---------- Source data ----------
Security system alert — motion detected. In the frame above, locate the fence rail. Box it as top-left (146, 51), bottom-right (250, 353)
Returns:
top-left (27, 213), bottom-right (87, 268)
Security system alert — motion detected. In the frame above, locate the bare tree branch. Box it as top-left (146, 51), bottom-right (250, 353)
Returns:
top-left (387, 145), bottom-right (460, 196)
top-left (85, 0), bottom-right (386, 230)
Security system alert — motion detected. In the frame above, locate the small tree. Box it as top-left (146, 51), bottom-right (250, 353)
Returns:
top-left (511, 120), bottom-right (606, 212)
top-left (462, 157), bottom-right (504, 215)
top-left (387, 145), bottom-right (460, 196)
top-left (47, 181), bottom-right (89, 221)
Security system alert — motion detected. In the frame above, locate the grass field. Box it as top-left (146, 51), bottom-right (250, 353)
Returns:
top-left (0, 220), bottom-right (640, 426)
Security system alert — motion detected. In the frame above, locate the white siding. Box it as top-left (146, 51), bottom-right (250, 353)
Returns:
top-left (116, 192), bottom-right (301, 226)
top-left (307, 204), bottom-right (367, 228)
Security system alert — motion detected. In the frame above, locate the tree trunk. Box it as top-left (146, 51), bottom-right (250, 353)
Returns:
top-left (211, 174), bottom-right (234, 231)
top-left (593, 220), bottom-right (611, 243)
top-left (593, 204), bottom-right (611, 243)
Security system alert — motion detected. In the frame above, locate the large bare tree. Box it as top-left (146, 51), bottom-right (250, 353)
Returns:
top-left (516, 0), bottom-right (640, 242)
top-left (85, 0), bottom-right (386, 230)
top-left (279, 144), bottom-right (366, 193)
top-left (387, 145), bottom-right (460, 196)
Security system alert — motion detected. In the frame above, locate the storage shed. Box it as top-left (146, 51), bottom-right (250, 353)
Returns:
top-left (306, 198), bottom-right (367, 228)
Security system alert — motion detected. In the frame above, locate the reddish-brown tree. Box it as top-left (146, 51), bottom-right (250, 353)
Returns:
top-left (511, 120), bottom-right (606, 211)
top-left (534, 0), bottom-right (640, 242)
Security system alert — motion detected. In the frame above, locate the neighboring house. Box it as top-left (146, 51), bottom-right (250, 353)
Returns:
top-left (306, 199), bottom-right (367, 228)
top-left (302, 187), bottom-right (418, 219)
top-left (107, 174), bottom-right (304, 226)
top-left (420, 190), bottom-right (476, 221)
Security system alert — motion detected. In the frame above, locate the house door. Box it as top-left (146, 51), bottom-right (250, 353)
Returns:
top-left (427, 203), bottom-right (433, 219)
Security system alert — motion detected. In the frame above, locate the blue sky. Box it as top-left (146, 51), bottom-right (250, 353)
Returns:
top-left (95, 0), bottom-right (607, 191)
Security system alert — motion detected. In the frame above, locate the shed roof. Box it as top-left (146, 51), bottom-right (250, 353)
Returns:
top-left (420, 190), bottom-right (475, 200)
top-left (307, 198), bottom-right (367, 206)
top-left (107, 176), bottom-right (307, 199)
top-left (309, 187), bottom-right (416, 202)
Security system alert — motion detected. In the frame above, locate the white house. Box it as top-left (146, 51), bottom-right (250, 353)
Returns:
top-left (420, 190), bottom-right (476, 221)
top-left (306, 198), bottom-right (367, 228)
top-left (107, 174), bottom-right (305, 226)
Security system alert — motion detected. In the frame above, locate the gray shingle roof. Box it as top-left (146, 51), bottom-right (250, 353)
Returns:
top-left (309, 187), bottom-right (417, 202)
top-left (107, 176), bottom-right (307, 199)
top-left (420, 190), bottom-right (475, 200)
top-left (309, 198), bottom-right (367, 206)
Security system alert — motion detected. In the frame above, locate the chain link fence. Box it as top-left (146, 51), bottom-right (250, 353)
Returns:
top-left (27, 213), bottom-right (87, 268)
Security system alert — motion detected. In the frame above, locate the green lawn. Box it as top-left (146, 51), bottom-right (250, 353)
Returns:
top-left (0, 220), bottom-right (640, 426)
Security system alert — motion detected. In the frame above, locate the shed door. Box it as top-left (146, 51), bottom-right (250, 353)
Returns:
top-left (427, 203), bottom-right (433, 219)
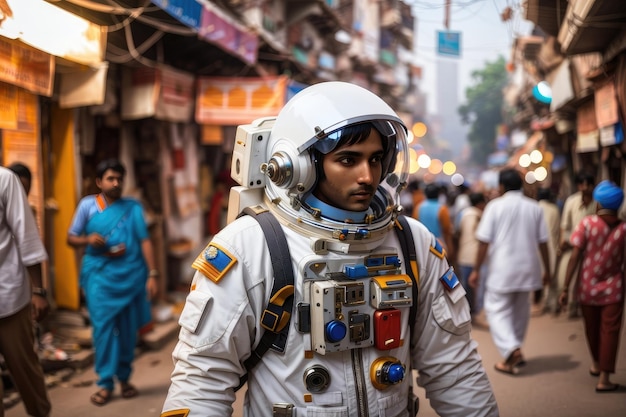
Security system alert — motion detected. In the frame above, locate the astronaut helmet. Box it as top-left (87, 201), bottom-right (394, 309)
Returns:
top-left (265, 81), bottom-right (408, 239)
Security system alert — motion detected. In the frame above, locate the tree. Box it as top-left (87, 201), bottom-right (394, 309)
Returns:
top-left (458, 56), bottom-right (507, 165)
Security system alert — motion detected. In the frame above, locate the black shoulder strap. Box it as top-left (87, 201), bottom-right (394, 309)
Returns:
top-left (395, 216), bottom-right (419, 327)
top-left (236, 207), bottom-right (294, 390)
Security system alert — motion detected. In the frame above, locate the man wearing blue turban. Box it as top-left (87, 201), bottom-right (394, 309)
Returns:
top-left (559, 181), bottom-right (626, 393)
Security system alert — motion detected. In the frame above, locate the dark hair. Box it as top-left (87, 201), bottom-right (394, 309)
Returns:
top-left (96, 158), bottom-right (126, 178)
top-left (407, 180), bottom-right (420, 191)
top-left (537, 188), bottom-right (552, 201)
top-left (498, 169), bottom-right (522, 192)
top-left (574, 171), bottom-right (596, 185)
top-left (312, 122), bottom-right (395, 181)
top-left (469, 193), bottom-right (487, 207)
top-left (7, 162), bottom-right (32, 181)
top-left (424, 184), bottom-right (440, 200)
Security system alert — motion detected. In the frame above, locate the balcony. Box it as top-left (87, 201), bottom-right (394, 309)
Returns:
top-left (558, 0), bottom-right (626, 55)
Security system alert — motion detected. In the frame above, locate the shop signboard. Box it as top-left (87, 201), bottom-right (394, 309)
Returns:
top-left (437, 30), bottom-right (461, 58)
top-left (199, 7), bottom-right (259, 64)
top-left (196, 76), bottom-right (287, 126)
top-left (0, 36), bottom-right (54, 97)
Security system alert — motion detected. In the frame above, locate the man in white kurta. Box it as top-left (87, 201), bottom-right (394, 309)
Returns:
top-left (0, 167), bottom-right (50, 417)
top-left (162, 82), bottom-right (499, 417)
top-left (557, 171), bottom-right (596, 318)
top-left (470, 170), bottom-right (550, 374)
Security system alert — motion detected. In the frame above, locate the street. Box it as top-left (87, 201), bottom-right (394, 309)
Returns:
top-left (6, 315), bottom-right (626, 417)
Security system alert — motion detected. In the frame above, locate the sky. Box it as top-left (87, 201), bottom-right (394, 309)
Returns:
top-left (405, 0), bottom-right (532, 114)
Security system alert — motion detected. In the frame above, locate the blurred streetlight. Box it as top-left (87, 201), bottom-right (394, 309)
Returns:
top-left (519, 153), bottom-right (531, 168)
top-left (417, 153), bottom-right (431, 168)
top-left (411, 122), bottom-right (428, 138)
top-left (530, 149), bottom-right (543, 164)
top-left (443, 161), bottom-right (456, 175)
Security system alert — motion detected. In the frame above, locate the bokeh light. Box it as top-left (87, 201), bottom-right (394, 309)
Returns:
top-left (450, 173), bottom-right (465, 187)
top-left (428, 159), bottom-right (443, 175)
top-left (535, 167), bottom-right (548, 181)
top-left (406, 130), bottom-right (415, 145)
top-left (530, 149), bottom-right (543, 164)
top-left (411, 122), bottom-right (428, 138)
top-left (519, 153), bottom-right (530, 168)
top-left (417, 153), bottom-right (430, 168)
top-left (443, 161), bottom-right (456, 175)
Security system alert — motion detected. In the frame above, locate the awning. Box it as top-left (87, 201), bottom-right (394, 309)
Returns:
top-left (0, 0), bottom-right (106, 66)
top-left (558, 0), bottom-right (626, 55)
top-left (525, 0), bottom-right (568, 37)
top-left (550, 59), bottom-right (574, 112)
top-left (152, 0), bottom-right (259, 64)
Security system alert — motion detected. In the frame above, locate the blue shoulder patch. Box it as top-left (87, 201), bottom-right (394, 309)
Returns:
top-left (439, 267), bottom-right (461, 291)
top-left (430, 238), bottom-right (446, 259)
top-left (192, 243), bottom-right (237, 282)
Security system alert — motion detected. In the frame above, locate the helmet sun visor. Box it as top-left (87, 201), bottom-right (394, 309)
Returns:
top-left (313, 120), bottom-right (396, 155)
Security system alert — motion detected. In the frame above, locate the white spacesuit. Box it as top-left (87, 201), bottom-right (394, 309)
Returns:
top-left (162, 82), bottom-right (498, 417)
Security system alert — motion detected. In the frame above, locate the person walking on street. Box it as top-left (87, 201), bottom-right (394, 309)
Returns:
top-left (161, 82), bottom-right (499, 417)
top-left (557, 171), bottom-right (596, 319)
top-left (469, 169), bottom-right (550, 375)
top-left (559, 180), bottom-right (626, 392)
top-left (533, 188), bottom-right (561, 315)
top-left (0, 167), bottom-right (51, 417)
top-left (413, 184), bottom-right (456, 260)
top-left (67, 159), bottom-right (159, 406)
top-left (457, 193), bottom-right (487, 327)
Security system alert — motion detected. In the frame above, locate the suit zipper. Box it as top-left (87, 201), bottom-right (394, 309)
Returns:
top-left (351, 348), bottom-right (369, 417)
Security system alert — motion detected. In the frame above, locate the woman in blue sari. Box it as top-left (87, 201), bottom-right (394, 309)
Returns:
top-left (67, 159), bottom-right (158, 405)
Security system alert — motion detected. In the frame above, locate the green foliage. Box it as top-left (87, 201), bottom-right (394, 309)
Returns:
top-left (458, 56), bottom-right (507, 165)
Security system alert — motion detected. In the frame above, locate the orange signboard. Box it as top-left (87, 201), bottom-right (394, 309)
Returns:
top-left (196, 76), bottom-right (287, 126)
top-left (0, 36), bottom-right (54, 97)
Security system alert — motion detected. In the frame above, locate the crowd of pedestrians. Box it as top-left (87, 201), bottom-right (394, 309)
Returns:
top-left (0, 153), bottom-right (626, 417)
top-left (412, 170), bottom-right (626, 392)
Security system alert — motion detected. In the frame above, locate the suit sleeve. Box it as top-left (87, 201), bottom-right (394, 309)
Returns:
top-left (404, 222), bottom-right (499, 417)
top-left (163, 216), bottom-right (271, 417)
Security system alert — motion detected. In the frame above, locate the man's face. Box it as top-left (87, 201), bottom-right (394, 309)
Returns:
top-left (96, 169), bottom-right (124, 201)
top-left (20, 177), bottom-right (30, 195)
top-left (313, 129), bottom-right (384, 211)
top-left (578, 181), bottom-right (594, 195)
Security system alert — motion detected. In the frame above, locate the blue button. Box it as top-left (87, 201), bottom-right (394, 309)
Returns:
top-left (326, 320), bottom-right (348, 343)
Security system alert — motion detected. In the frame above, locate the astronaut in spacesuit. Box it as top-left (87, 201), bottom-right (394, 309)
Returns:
top-left (161, 82), bottom-right (499, 417)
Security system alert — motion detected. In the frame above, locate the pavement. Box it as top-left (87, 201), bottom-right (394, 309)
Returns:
top-left (5, 308), bottom-right (626, 417)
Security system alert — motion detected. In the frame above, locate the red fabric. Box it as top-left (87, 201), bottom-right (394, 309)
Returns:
top-left (570, 214), bottom-right (626, 305)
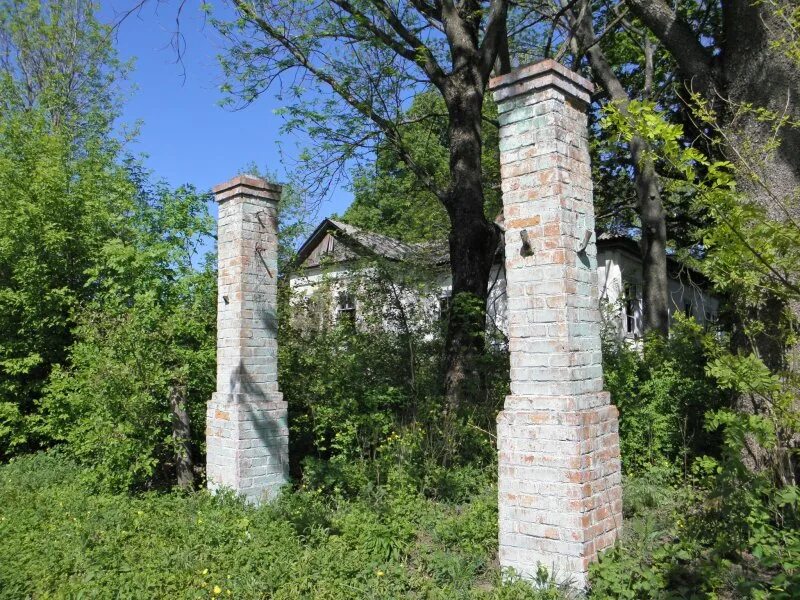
----------
▶ _Task prompt_:
Reproduce the items from the start through the line containing "top-left (593, 204), bottom-right (611, 243)", putting "movement detected" in place of every occurrence of "motion detected" and leaving all else unchanged.

▶ _Solution to this task_:
Security system alert — movement detected. In the frame above, locate the fence rail. Box it as top-left (146, 51), bottom-right (250, 353)
Returns:
top-left (27, 213), bottom-right (87, 268)
Security system alert — movement detected. In the frame above, locate the bare tree branch. Box it as top-left (146, 51), bottom-right (250, 353)
Returns:
top-left (387, 145), bottom-right (460, 196)
top-left (85, 0), bottom-right (386, 230)
Security system alert — movement detected. In the frame above, locate the small tree. Box it as top-left (146, 51), bottom-right (250, 353)
Returns:
top-left (511, 120), bottom-right (606, 212)
top-left (462, 157), bottom-right (504, 215)
top-left (387, 145), bottom-right (460, 196)
top-left (47, 181), bottom-right (89, 221)
Security system alert — movement detected. In the frame above, locate the grass field. Box it as top-left (146, 51), bottom-right (250, 353)
Returns:
top-left (0, 220), bottom-right (640, 426)
Security system alert — movement detected. In the frame above, locate the white siding. Box it as top-left (146, 51), bottom-right (250, 353)
Returns:
top-left (116, 192), bottom-right (301, 226)
top-left (307, 204), bottom-right (367, 228)
Security system alert — movement detected. In the frame above, locate the tree trunk. Box it as top-left (146, 51), bottom-right (250, 353)
Returns:
top-left (211, 174), bottom-right (234, 231)
top-left (593, 220), bottom-right (611, 243)
top-left (593, 204), bottom-right (611, 243)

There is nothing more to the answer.